─── TEKS HALAMAN

Senin, 27 Mei 2013

White Balance

Memahami "White Balance" Pada Kamera Digital E-mail
Sebuah benda berwarna putih akan tetap tampak putih di mata kita walau disinari cahaya kekuningan. Itu terjadi karena mata kita melakukan adaptasi, juga nalar kita membantu memberi tahu bahwa benda yang kita lihat berwarna putih. Namun, kalau benda berwarna putih itu disinari cahaya kekuningan lalu difoto, benda itu akan tampak berwarna kekuningan pada fotonya. Tidak putih lagi.
Hal itu terjadi karena kamera tidaklah berpikir. Dia hanya merekam apa adanya. Kalau putih akan dia rekam putih, dan kalau merah akan dia rekam merah. Kamera tidaklah peduli dari mana warna itu datang: apakah warna asli ataukah warna akibat cahaya yang datang.
Atas dasar inilah, dalam dunia fotografi digital dikenal adanya penyesuaian pada warna putih ini, yang dikenal dengan istilah white balance atau biasa disingkat WB. Penyesuaian ini dilakukan agar benda berwarna putih akan terekam putih dengan cahaya berwarna apa pun.
Keaslian warna sangat penting pada foto-foto yang membutuhkan akurasi warna seperti foto kain, lukisan, dan benda komersial lain.
Mengapa putih
Alasan mengapa warna putih yang dipilih sebagai dasar koreksi adalah karena hanya warna ini yang absolut pada perubahan. Diberi cahaya kuning dia akan jadi kuning dan seterusnya. Sedangkan warna lain, kalau diberi warna kuning, akan berubah jadi warna baru yang sangat tidak terukur. Masalah terukur ini jadi penting karena kita perlu tolok ukur asli untuk mengoreksi agar warna bisa kembali ke aslinya. Hanya warna putih yang akurat. Tak ada putih muda, putih tua, putih kekuningan, atau putih kehijauan. Putih ya putih, titik.
Dalam sebuah kamera digital, ada fungsi pengaturan WB ( white balance ). Pengaturan ini dilakukan untuk menyesuaikan dengan cahaya yang kita pakai. Kalau pengaturan benar, warna pada foto kita akan akurat.
Pada kamera amatir, pengaturan semata berdasarkan simbol-simbol. Pilihlah simbol matahari kalau cahaya yang menyinari foto kita adalah cahaya matahari. Pilihlah simbol lampu pijar kalau memang cahaya yang menyinari foto kita adalah cahaya dari lampu pijar, dan seterusnya.
Simbol-simbol lain adalah gambar neon untuk pencahayaan dengan lampu neon, gambar petir untuk pencahayaan dengan lampu kilat, gambar awan untuk pencahayaan pada cuaca berawan, serta gambar rumah yang sebagian tercahayai untuk foto di tempat teduh.

──────
─── DATA MENTAH

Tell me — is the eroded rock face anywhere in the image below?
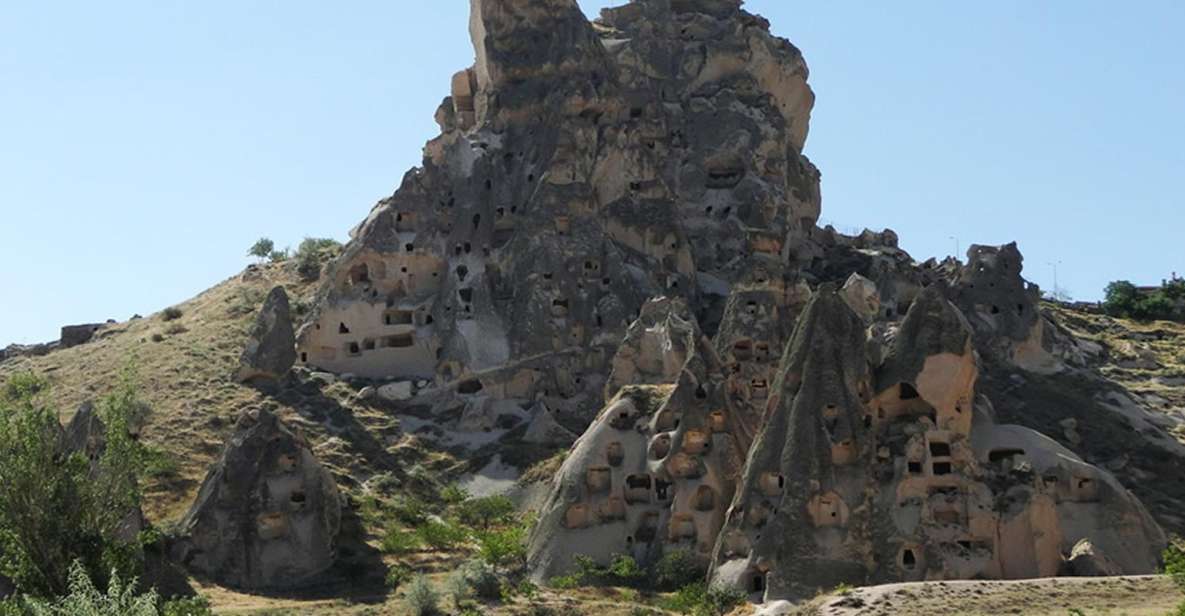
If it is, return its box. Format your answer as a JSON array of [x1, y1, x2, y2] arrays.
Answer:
[[291, 0, 819, 422], [177, 411, 341, 589], [284, 0, 1164, 599], [529, 299, 743, 579], [713, 285, 1165, 599], [236, 287, 296, 381]]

──────

## LANGKAH KERJA
[A] Menurut teks halaman, simbol apa yang dipilih pada kamera amatir untuk foto di tempat teduh?
[B] Salin persis bagian teks halaman, dimulai pada kata-kata yang memuat "Senin, 27 Mei" dan berhenti setelah "Tidak putih lagi.".
Data di atas tidak diperlukan.

## JAWABAN LENGKAP
[A] Gambar rumah yang sebagian tercahayai.

[B]
Senin, 27 Mei 2013

White Balance

Memahami "White Balance" Pada Kamera Digital E-mail
Sebuah benda berwarna putih akan tetap tampak putih di mata kita walau disinari cahaya kekuningan. Itu terjadi karena mata kita melakukan adaptasi, juga nalar kita membantu memberi tahu bahwa benda yang kita lihat berwarna putih. Namun, kalau benda berwarna putih itu disinari cahaya kekuningan lalu difoto, benda itu akan tampak berwarna kekuningan pada fotonya. Tidak putih lagi.